(Beginning of Given passage)
NERC supports six research centres. Our research centres provide leadership to the UK environmental science community and play significant and influential roles in international science collaborations.
The scale of polar science is immense; from insects and microbes studied under the microscope, to the continent-sized ice sheet best appreciated from satellite imagery.
Each year NERC invests around £38 million in the British Antarctic Survey (BAS) to deliver and enable world-leading interdisciplinary research in the polar regions.
BAS's skilled science and support staff based in Cambridge, Antarctica and the Arctic, work together to deliver research that uses the polar regions to advance our understanding of Earth as a sustainable planet. Through its extensive logistic capability and know-how, BAS facilitates access for the British and international science community to the UK polar research operation. Numerous national and international collaborations, combined with excellent infrastructure, help sustain a world-leading position for the UK in Antarctic affairs.
(End of Given passage)
(Beginning of Dataset excerpts)
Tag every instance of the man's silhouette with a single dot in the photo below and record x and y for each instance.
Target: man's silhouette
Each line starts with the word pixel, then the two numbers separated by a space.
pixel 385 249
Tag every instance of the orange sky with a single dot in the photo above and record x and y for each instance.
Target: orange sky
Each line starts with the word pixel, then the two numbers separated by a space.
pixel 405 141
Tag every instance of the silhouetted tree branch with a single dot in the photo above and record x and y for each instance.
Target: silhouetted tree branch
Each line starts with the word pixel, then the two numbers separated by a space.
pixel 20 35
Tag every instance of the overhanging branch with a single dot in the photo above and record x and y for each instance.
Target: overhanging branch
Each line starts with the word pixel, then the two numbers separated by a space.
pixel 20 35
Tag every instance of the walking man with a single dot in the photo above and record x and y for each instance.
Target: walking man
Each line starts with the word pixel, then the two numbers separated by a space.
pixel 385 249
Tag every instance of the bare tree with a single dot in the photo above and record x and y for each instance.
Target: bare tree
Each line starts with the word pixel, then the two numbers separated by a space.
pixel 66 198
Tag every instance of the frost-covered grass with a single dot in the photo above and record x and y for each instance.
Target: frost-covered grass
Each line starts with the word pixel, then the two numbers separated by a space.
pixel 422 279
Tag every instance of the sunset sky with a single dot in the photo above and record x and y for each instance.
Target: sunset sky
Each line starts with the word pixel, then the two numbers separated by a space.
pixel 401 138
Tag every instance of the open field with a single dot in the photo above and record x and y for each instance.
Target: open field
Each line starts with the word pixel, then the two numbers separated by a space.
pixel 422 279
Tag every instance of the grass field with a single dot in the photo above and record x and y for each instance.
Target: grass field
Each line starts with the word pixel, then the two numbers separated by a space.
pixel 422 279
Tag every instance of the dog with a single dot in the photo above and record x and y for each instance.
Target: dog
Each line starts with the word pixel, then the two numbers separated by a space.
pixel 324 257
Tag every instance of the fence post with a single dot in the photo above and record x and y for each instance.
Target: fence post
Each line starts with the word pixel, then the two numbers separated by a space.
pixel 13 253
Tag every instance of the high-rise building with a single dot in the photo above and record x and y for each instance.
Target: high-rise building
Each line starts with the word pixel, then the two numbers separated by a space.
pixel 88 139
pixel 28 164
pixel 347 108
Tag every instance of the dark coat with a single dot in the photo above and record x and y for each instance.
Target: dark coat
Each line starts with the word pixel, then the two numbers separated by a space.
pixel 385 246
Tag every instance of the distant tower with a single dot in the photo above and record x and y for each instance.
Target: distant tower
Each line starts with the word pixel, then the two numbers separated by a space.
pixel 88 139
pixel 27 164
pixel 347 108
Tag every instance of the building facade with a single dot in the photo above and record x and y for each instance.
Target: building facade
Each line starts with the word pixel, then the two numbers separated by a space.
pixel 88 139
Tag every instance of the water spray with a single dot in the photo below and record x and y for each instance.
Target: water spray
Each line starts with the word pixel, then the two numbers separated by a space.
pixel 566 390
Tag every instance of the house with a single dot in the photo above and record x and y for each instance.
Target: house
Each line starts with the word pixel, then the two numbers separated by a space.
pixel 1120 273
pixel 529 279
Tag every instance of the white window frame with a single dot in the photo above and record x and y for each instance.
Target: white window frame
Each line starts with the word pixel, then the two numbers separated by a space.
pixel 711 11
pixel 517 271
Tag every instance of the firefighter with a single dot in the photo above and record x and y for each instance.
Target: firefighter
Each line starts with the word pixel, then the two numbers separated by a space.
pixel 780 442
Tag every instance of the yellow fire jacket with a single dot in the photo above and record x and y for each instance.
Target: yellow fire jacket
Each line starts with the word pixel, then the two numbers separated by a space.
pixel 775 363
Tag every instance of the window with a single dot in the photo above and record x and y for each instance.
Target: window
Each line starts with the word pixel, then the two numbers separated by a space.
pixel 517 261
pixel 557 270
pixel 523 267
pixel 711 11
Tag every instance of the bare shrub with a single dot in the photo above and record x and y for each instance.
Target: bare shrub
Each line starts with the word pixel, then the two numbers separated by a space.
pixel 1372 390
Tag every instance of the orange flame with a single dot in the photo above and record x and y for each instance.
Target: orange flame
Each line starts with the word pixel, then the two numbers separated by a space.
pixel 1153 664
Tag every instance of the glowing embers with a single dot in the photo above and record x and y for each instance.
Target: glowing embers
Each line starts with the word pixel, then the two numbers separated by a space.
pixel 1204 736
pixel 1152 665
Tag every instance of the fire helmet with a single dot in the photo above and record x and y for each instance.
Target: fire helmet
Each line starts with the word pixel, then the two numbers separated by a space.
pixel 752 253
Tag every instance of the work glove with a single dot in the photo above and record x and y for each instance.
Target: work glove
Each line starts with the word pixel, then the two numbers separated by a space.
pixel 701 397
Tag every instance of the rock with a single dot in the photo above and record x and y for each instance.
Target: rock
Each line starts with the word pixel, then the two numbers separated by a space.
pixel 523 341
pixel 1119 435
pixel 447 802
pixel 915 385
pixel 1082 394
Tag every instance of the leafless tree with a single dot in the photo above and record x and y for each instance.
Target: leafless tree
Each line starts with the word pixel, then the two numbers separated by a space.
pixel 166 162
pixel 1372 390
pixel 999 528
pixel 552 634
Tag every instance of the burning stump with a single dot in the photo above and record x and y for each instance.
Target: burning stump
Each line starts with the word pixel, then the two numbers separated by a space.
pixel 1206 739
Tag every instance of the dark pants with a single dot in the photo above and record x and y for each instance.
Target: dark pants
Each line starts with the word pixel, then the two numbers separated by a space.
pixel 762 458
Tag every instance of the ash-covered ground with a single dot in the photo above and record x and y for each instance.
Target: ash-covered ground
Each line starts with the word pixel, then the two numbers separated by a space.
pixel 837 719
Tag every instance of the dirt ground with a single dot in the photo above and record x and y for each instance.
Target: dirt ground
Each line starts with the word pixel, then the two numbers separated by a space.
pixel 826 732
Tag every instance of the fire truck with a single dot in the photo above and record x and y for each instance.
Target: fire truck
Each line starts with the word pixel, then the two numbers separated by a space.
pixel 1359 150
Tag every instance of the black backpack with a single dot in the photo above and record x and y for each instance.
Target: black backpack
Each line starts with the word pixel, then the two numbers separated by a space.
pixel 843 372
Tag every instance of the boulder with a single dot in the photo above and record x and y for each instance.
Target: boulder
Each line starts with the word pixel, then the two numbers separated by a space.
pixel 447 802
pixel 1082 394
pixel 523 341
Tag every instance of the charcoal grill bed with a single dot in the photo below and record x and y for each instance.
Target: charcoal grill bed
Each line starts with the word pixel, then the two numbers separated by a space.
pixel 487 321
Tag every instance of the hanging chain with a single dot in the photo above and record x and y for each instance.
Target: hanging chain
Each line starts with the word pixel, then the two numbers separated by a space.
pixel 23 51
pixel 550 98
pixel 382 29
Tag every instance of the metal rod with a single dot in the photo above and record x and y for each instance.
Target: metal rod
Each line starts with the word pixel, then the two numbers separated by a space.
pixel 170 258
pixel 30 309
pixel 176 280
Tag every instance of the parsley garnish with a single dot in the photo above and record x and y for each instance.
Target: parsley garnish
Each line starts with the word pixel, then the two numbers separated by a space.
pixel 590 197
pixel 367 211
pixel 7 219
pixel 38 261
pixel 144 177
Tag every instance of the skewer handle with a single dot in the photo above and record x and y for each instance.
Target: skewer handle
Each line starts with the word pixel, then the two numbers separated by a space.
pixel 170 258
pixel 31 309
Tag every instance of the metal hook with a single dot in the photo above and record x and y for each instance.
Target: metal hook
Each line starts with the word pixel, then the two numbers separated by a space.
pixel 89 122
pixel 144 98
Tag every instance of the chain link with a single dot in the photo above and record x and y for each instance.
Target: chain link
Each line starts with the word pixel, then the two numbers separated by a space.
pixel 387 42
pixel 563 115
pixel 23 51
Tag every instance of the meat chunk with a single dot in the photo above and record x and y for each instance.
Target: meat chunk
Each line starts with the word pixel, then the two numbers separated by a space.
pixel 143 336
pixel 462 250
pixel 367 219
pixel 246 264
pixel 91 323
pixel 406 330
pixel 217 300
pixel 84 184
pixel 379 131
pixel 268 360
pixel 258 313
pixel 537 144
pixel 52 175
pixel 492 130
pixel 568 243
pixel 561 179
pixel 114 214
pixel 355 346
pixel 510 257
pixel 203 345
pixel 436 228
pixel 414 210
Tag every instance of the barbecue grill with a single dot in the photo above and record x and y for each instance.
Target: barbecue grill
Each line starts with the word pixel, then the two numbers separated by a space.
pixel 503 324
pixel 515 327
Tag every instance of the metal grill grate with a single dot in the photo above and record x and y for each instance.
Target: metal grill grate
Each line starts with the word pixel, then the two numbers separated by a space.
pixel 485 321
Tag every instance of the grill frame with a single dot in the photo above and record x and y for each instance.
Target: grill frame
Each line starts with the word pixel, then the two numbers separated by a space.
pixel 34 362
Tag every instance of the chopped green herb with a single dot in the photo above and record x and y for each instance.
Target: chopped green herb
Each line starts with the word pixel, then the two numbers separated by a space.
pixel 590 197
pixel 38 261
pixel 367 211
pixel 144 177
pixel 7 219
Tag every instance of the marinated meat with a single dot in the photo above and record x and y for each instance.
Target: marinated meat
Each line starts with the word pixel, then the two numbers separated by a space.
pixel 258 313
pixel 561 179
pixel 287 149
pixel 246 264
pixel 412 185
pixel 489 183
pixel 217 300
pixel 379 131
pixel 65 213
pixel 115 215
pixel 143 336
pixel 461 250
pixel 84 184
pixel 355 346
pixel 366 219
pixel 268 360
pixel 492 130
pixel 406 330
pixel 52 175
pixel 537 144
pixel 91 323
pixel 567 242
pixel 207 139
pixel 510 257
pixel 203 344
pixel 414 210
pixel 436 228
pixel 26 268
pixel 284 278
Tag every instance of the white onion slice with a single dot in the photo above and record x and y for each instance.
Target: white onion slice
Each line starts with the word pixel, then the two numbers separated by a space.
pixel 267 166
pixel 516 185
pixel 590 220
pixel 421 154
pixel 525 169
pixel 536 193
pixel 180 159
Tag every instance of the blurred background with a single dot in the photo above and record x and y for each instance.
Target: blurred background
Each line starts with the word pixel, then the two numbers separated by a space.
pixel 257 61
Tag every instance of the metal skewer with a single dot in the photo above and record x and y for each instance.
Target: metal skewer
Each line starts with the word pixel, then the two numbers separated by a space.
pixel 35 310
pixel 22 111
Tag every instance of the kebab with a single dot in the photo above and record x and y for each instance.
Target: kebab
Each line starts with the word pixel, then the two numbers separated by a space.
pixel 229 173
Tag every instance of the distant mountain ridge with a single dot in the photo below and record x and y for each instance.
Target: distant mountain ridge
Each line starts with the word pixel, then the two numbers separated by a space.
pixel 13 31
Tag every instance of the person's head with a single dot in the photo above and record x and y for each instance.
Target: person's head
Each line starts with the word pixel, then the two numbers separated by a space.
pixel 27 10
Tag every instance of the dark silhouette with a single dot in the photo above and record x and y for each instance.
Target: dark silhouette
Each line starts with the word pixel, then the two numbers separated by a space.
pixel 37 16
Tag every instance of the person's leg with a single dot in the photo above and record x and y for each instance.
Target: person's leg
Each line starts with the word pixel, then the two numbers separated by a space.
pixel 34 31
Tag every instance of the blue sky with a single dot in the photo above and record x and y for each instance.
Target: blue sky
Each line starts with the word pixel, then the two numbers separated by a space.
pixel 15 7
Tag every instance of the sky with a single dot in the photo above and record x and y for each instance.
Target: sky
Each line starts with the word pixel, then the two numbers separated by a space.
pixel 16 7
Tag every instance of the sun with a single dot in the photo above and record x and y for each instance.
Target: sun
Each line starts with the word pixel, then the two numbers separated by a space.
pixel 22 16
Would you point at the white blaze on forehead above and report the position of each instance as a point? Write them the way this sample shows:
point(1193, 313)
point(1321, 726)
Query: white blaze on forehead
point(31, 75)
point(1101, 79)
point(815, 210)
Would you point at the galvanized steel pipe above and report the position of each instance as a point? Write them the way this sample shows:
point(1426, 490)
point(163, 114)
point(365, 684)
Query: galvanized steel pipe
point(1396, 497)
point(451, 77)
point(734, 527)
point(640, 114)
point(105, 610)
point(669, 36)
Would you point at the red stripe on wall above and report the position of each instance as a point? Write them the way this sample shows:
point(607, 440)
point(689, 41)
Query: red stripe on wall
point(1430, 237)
(End of Dataset excerpts)
### Problem set
**1)** Answer these questions from the NERC text above:
(a) How many research centres does NERC support?
(b) About how much does NERC invest in the British Antarctic Survey each year?
(c) Where are BAS's science and support staff based?
**2)** Decide whether each statement below agrees with the NERC text above. Answer yes or no, and quote the words of the text that decide it.
(a) NERC puts around £38 million into the British Antarctic Survey once every five years.
(b) BAS helps international scientists reach the UK polar research operation.
(c) All of BAS's staff work in Antarctica.

### Answer set
**1)**
(a) Six.
(b) Around £38 million.
(c) In Cambridge, Antarctica and the Arctic.

**2)**
(a) No: "Each year NERC invests around £38 million in the British Antarctic Survey (BAS)"
(b) Yes: "BAS facilitates access for the British and international science community to the UK polar research operation"
(c) No: "BAS's skilled science and support staff based in Cambridge, Antarctica and the Arctic"